Extracted data entries
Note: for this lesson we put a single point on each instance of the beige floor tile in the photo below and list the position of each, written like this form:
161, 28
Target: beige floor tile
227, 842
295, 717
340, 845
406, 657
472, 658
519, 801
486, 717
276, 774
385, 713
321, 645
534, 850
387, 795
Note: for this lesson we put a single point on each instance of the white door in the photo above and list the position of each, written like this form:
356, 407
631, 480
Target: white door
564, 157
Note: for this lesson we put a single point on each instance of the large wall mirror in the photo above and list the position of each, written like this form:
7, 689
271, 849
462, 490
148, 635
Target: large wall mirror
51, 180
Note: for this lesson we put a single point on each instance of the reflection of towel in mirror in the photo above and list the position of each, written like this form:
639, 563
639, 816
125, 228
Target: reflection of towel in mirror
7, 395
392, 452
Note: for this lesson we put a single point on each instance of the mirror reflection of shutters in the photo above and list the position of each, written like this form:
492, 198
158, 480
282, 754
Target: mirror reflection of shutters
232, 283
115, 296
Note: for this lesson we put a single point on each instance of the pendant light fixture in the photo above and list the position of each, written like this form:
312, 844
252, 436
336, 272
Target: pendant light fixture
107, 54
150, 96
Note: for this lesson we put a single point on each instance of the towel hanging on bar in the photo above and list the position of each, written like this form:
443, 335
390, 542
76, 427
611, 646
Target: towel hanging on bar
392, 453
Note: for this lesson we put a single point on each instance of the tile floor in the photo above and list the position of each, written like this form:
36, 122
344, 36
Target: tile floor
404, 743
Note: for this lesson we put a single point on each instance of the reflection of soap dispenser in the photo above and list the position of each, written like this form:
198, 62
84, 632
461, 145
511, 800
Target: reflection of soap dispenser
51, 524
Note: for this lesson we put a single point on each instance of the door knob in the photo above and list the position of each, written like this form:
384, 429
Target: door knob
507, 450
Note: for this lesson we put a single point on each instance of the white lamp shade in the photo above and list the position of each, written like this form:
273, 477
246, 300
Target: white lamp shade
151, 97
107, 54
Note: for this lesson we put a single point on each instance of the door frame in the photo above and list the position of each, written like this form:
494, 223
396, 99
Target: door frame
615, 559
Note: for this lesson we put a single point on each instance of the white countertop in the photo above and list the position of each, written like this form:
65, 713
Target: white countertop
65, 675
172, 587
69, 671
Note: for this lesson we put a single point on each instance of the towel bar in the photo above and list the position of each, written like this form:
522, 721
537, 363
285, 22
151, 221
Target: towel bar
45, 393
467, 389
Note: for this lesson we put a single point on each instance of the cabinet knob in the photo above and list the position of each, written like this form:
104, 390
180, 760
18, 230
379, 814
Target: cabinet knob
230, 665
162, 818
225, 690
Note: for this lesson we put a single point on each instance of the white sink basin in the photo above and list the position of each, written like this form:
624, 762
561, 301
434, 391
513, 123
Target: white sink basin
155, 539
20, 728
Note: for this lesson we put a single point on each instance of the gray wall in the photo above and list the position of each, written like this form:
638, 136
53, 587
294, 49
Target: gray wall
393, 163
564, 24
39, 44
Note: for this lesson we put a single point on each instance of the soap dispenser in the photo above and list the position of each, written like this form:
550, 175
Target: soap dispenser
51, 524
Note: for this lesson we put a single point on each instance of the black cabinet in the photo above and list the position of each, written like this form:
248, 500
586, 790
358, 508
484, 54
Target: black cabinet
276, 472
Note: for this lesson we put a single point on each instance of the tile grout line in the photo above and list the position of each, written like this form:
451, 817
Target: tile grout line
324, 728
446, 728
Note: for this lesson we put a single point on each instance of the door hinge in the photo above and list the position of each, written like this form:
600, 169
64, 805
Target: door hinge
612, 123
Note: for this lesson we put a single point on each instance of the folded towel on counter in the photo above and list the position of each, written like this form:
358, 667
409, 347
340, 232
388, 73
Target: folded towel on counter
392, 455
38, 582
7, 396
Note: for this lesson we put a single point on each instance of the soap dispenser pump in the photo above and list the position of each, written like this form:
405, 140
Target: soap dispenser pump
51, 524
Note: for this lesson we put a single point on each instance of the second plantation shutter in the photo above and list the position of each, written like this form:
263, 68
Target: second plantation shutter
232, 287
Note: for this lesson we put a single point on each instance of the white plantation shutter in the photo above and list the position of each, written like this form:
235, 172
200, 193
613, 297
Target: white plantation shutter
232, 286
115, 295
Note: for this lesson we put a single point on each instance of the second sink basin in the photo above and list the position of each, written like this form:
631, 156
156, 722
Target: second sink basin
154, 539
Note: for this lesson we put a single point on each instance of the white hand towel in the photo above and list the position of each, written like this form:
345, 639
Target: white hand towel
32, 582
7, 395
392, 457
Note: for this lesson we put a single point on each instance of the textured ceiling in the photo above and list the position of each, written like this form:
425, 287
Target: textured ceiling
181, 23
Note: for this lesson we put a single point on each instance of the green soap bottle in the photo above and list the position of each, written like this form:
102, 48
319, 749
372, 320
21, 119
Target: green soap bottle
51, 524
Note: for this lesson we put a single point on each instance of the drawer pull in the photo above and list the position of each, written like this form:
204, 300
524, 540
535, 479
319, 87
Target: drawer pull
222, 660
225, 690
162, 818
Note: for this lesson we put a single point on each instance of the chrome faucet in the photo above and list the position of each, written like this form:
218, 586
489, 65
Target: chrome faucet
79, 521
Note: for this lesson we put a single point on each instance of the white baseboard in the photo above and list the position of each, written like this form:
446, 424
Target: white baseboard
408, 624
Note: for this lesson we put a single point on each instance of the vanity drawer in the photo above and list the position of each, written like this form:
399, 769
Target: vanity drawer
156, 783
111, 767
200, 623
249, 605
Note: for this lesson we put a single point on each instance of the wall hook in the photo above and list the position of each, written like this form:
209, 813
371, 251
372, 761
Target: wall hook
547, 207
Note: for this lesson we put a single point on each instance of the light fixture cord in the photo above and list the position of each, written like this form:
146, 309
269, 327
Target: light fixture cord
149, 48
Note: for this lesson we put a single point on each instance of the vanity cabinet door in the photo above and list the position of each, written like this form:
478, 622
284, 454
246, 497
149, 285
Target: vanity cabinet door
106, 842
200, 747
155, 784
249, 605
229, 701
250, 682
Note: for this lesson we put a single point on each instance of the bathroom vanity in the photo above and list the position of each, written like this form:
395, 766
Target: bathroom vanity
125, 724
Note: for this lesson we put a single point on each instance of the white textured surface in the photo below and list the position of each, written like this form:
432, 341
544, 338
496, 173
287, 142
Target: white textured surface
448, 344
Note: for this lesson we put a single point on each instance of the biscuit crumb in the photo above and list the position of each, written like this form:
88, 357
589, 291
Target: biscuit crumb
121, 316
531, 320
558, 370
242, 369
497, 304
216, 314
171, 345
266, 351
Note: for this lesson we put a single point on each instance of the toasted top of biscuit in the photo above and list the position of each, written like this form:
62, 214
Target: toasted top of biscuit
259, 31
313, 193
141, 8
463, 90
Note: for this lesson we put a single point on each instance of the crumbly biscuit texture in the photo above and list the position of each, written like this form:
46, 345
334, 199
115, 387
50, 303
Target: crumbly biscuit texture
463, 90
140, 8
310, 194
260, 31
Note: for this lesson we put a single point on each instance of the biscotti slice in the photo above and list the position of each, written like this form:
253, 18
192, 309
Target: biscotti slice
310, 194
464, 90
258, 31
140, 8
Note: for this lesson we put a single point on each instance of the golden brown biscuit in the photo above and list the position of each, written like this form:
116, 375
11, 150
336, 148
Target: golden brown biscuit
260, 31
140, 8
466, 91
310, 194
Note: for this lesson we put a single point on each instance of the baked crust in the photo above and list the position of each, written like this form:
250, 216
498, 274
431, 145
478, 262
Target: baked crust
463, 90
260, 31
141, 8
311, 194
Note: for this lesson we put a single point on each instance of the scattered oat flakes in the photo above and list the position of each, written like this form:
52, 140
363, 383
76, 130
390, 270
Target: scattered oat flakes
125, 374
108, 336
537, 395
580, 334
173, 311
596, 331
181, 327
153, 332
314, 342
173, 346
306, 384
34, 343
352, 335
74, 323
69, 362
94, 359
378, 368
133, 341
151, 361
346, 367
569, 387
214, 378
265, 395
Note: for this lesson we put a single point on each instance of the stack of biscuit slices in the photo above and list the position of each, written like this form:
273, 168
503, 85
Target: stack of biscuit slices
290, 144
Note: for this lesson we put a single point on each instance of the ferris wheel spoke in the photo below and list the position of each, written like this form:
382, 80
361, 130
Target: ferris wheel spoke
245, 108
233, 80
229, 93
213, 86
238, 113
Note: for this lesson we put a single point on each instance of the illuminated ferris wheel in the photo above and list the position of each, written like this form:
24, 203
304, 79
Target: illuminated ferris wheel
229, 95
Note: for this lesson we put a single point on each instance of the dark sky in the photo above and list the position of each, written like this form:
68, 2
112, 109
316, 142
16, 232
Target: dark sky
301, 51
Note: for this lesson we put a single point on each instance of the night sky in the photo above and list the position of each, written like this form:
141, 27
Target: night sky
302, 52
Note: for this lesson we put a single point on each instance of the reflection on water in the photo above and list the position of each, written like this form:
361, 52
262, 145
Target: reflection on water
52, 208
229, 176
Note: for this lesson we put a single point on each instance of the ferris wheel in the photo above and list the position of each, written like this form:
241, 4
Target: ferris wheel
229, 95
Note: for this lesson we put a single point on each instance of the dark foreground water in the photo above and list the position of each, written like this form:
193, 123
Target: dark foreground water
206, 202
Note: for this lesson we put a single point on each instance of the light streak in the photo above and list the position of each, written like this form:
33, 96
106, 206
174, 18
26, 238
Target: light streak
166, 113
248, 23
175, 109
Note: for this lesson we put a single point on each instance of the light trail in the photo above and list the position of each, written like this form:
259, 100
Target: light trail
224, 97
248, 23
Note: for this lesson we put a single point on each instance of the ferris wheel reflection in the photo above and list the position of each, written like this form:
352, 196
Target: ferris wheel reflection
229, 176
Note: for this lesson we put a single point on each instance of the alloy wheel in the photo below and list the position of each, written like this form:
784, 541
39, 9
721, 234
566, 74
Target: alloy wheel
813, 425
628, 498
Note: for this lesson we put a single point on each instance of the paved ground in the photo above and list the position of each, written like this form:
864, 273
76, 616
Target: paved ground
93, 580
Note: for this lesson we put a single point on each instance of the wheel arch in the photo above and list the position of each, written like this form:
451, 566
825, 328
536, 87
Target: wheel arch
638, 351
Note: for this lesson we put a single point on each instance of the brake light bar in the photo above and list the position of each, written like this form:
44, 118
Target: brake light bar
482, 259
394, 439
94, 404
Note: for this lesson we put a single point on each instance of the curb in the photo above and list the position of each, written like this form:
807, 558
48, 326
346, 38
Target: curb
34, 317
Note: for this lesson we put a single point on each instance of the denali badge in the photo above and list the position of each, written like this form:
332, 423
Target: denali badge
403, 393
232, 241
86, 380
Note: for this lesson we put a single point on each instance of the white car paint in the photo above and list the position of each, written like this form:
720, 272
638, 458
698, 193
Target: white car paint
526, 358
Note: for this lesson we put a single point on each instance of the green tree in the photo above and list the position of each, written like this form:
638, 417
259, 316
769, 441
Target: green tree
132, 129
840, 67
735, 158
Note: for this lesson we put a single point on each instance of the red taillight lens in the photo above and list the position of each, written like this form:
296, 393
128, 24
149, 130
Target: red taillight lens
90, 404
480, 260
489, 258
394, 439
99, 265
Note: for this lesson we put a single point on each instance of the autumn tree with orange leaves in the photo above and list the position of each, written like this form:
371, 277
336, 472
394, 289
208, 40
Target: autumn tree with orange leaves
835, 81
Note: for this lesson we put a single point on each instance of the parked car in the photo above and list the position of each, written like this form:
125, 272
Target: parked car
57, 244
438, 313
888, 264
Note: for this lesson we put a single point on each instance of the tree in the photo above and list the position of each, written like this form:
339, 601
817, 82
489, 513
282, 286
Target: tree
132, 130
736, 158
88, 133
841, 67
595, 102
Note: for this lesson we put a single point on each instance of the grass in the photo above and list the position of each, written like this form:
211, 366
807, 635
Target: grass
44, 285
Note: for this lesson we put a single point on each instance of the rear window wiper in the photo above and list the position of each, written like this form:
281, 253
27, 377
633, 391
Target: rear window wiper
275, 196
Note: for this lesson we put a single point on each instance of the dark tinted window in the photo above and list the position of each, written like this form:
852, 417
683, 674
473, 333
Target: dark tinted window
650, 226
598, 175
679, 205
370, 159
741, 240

## YOUR OBJECTIVE
Please copy every line in the entries where "below" appears.

## ANSWER TO THIS EXERCISE
Note: for this lesson we put a single point on each instance of the beige floor tile in the photo below and list the position of each, written like this form:
Note: for this lesson we put a single point on each instance of the white textured surface in the photo below and list the position of each, written like this form:
Note: for this lesson we put a single point on each instance of the ferris wheel spoke in the photo below and list the position of each, written like this form:
Note: for this lesson we put a single point on each instance of the alloy wheel in the photo below and list the position of each, written like this form:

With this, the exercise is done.